Given exercise » In the post on domain lexicons for OCR below, repeat word for word the passage that opens with the words containing "Modern OCR engines" and closes with "engine fails most.".

Excerpt provided »
******

30/05/2026

OCR's Secret Weapon: How a Domain Lexicon Upgrades Text Recognition

Third in our OCR series — after the practitioner's guide and the case study on confidence scoring.

An OCR engine looks at a shape and guesses which character it is. When the script is clean, the guess is easy. When it's faded Hebrew handwriting, a rabbinical abbreviation, or a place name that has vanished from the map — the guess collapses. This is where the least-discussed, most-impactful tool comes in: the domain lexicon. This post explains what it is, how to build one, and how it turns a mediocre engine into an accurate system.

Why a good OCR engine isn't enough

Modern OCR engines ship with a general language model that helps them "guess right" from context. The problem: that general model was trained on everyday text, not on your material. It knows "shalom" is a common word — but it has never seen a rare surname, the nickname of an Eastern European shtetl, a halachic term, or a professional acronym. And it's precisely in those words — the rare, the unique — that the historical value lives, and precisely there that the general engine fails most.

******

(Pointing dataset records)
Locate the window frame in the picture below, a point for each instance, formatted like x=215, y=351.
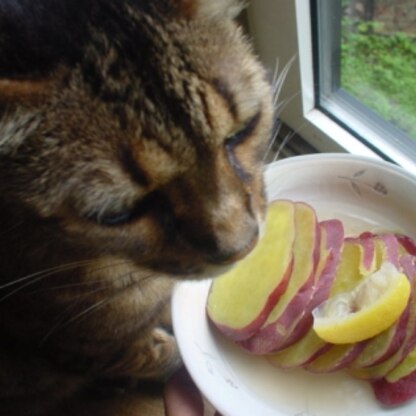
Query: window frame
x=283, y=29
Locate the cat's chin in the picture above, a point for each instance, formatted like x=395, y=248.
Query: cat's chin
x=212, y=271
x=206, y=271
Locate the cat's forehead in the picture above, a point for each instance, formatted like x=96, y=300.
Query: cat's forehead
x=186, y=75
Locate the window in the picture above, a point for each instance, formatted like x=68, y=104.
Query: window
x=322, y=105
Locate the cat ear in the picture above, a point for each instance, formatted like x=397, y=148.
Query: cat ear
x=211, y=8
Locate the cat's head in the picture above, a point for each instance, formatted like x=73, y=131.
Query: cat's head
x=131, y=129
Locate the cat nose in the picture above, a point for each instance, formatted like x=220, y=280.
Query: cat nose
x=228, y=255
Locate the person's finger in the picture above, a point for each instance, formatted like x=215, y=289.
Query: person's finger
x=182, y=397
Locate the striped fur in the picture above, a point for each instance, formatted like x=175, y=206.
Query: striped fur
x=132, y=135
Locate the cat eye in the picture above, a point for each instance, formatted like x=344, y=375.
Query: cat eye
x=245, y=132
x=115, y=219
x=236, y=139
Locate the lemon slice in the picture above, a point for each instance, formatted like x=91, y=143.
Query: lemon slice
x=370, y=308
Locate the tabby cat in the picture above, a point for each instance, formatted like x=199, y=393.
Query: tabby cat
x=132, y=134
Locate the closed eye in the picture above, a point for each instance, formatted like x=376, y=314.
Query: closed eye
x=113, y=219
x=154, y=203
x=239, y=137
x=234, y=141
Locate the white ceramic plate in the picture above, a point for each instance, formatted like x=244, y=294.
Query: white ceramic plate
x=367, y=195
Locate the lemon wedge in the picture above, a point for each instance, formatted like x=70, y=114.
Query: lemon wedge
x=368, y=309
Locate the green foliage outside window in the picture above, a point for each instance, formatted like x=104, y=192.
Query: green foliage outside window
x=380, y=71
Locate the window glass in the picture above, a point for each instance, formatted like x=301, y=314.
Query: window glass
x=366, y=69
x=378, y=58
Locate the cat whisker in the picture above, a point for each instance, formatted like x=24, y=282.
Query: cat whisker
x=81, y=284
x=38, y=276
x=47, y=272
x=287, y=139
x=278, y=81
x=63, y=322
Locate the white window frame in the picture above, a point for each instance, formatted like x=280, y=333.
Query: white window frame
x=281, y=29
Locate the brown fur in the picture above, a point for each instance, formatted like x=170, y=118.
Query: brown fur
x=167, y=118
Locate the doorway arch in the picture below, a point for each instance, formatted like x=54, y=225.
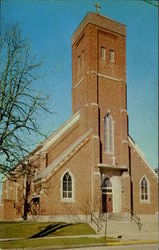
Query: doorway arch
x=107, y=196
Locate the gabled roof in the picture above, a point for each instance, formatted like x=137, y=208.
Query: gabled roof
x=141, y=154
x=64, y=157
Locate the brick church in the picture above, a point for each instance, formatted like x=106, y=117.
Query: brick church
x=90, y=163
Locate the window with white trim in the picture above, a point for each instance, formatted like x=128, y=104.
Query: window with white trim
x=106, y=186
x=102, y=53
x=67, y=186
x=144, y=189
x=109, y=134
x=111, y=55
x=78, y=63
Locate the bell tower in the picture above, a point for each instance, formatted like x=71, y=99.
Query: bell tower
x=99, y=83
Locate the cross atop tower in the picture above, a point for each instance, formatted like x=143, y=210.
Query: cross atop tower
x=97, y=5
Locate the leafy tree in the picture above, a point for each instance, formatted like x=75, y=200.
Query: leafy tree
x=19, y=104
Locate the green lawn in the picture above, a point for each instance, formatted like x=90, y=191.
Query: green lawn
x=28, y=229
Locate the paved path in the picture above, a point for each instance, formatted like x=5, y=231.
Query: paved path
x=134, y=247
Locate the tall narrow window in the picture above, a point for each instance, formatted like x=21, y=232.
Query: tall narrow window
x=67, y=186
x=78, y=63
x=106, y=186
x=111, y=55
x=102, y=53
x=144, y=189
x=82, y=57
x=108, y=134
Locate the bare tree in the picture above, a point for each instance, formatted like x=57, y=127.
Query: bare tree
x=19, y=105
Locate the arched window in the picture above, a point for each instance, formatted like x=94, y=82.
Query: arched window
x=106, y=186
x=108, y=134
x=67, y=186
x=144, y=189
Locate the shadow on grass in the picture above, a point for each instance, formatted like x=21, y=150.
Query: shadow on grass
x=49, y=229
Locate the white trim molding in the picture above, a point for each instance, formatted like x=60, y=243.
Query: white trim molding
x=78, y=83
x=148, y=200
x=72, y=199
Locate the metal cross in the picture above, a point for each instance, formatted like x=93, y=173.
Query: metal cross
x=97, y=5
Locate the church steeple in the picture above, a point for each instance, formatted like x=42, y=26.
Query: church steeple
x=99, y=81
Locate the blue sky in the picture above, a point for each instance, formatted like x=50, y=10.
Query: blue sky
x=49, y=25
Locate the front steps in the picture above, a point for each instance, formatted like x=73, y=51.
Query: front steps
x=124, y=227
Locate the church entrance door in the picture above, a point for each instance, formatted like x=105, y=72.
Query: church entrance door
x=107, y=201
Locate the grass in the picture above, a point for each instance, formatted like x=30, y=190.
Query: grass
x=28, y=229
x=51, y=242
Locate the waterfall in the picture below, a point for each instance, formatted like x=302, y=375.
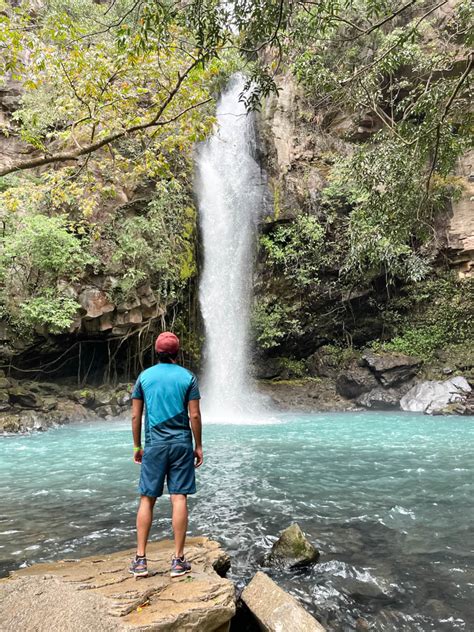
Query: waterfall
x=229, y=191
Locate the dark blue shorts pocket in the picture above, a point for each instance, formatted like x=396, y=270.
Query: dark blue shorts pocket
x=173, y=462
x=181, y=477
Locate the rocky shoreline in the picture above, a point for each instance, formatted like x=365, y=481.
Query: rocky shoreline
x=27, y=406
x=371, y=381
x=374, y=381
x=98, y=593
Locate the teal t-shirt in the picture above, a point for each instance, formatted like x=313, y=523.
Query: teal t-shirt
x=166, y=390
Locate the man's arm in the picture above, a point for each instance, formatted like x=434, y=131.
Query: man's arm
x=137, y=412
x=196, y=427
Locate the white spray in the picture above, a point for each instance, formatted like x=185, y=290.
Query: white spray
x=230, y=195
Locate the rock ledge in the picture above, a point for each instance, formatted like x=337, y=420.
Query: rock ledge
x=98, y=593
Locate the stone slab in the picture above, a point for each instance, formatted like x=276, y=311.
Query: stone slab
x=98, y=593
x=276, y=610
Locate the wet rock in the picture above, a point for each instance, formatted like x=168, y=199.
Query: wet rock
x=26, y=399
x=124, y=398
x=111, y=410
x=67, y=410
x=267, y=368
x=276, y=610
x=47, y=387
x=380, y=399
x=391, y=368
x=355, y=381
x=105, y=398
x=437, y=397
x=49, y=403
x=4, y=382
x=98, y=593
x=85, y=397
x=95, y=302
x=31, y=420
x=292, y=548
x=4, y=401
x=10, y=423
x=323, y=364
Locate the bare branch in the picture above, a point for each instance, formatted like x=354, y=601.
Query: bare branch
x=88, y=149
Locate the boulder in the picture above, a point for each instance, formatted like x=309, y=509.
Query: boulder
x=323, y=363
x=112, y=410
x=10, y=423
x=95, y=302
x=85, y=397
x=391, y=368
x=267, y=368
x=293, y=549
x=98, y=593
x=276, y=610
x=105, y=398
x=25, y=399
x=4, y=401
x=437, y=397
x=355, y=381
x=380, y=399
x=49, y=403
x=124, y=398
x=4, y=382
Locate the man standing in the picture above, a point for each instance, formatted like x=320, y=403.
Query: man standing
x=169, y=392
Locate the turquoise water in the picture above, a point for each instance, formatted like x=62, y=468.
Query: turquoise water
x=388, y=498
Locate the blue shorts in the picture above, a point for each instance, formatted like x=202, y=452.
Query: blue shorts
x=171, y=461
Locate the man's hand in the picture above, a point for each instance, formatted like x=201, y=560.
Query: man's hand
x=138, y=455
x=198, y=456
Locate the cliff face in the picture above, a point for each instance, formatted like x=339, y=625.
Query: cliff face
x=300, y=145
x=460, y=233
x=112, y=332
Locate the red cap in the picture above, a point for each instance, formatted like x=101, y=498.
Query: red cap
x=167, y=343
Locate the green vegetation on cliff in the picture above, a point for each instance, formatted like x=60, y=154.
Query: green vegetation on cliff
x=113, y=98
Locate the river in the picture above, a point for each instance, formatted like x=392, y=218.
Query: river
x=386, y=497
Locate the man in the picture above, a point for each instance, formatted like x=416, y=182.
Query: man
x=168, y=392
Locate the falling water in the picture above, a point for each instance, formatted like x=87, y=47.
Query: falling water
x=229, y=191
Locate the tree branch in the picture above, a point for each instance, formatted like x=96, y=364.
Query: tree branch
x=92, y=147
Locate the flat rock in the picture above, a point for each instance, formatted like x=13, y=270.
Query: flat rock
x=98, y=593
x=436, y=397
x=276, y=610
x=293, y=548
x=354, y=381
x=391, y=368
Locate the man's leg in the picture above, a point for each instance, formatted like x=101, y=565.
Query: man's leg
x=144, y=519
x=180, y=522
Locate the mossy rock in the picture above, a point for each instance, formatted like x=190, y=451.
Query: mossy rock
x=4, y=400
x=4, y=383
x=10, y=423
x=23, y=398
x=293, y=549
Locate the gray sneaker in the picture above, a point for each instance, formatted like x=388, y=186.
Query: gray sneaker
x=179, y=566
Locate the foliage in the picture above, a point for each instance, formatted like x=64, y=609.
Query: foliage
x=439, y=315
x=51, y=310
x=157, y=246
x=121, y=95
x=297, y=248
x=39, y=258
x=274, y=320
x=381, y=186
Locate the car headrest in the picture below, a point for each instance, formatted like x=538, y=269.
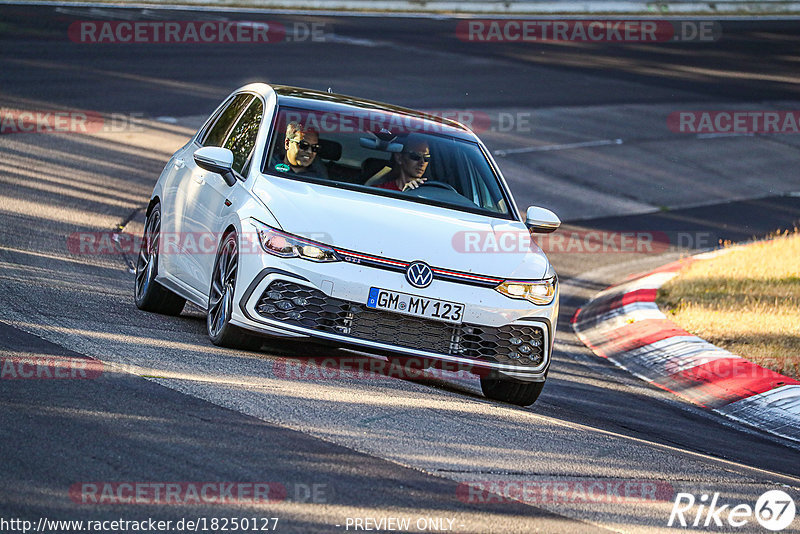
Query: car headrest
x=330, y=150
x=372, y=165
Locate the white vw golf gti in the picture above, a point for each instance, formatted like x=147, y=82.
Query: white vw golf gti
x=301, y=214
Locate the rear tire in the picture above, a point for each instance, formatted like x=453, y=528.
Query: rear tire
x=511, y=391
x=220, y=300
x=148, y=294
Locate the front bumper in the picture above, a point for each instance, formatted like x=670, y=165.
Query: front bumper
x=518, y=348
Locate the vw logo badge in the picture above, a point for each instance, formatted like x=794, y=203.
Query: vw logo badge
x=419, y=274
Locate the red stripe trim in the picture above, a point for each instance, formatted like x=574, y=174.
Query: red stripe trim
x=470, y=276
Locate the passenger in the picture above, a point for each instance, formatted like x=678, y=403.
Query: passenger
x=300, y=152
x=408, y=167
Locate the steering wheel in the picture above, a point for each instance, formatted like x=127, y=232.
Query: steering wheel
x=439, y=184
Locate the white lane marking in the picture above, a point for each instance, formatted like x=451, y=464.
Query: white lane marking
x=335, y=38
x=566, y=146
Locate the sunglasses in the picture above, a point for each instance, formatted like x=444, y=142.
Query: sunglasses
x=416, y=156
x=305, y=145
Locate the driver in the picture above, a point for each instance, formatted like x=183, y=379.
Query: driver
x=409, y=166
x=301, y=145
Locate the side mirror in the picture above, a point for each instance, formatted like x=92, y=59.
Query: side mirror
x=218, y=160
x=541, y=220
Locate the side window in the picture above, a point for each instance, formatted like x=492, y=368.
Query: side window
x=217, y=134
x=242, y=138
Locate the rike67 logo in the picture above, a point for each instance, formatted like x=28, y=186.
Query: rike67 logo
x=774, y=511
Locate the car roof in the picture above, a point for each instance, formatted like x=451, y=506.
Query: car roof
x=333, y=102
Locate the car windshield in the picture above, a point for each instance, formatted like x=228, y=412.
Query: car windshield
x=388, y=154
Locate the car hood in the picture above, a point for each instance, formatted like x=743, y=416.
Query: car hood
x=403, y=230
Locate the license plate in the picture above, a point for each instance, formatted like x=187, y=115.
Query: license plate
x=439, y=310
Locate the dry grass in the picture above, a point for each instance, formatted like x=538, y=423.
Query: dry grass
x=746, y=301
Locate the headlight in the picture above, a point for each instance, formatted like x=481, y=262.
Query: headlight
x=286, y=245
x=539, y=291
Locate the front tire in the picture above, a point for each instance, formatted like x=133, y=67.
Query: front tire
x=149, y=294
x=220, y=300
x=511, y=391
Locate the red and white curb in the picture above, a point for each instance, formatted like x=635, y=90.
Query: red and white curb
x=623, y=324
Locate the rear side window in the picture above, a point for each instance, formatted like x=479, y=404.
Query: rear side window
x=242, y=138
x=217, y=134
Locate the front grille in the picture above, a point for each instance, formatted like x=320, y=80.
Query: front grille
x=310, y=308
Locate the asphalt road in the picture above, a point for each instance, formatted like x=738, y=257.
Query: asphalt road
x=170, y=407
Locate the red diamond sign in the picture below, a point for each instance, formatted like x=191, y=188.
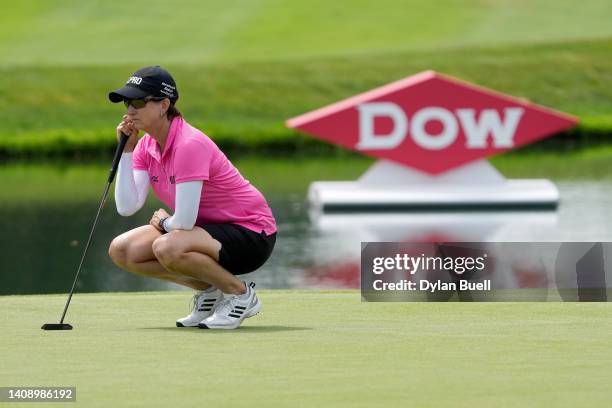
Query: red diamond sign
x=432, y=122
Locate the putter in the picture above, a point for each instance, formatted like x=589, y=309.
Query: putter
x=65, y=326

******

Output below »
Modern OCR engines ship with a general language model that helps them "guess right" from context. The problem: that general model was trained on everyday text, not on your material. It knows "shalom" is a common word — but it has never seen a rare surname, the nickname of an Eastern European shtetl, a halachic term, or a professional acronym. And it's precisely in those words — the rare, the unique — that the historical value lives, and precisely there that the general engine fails most.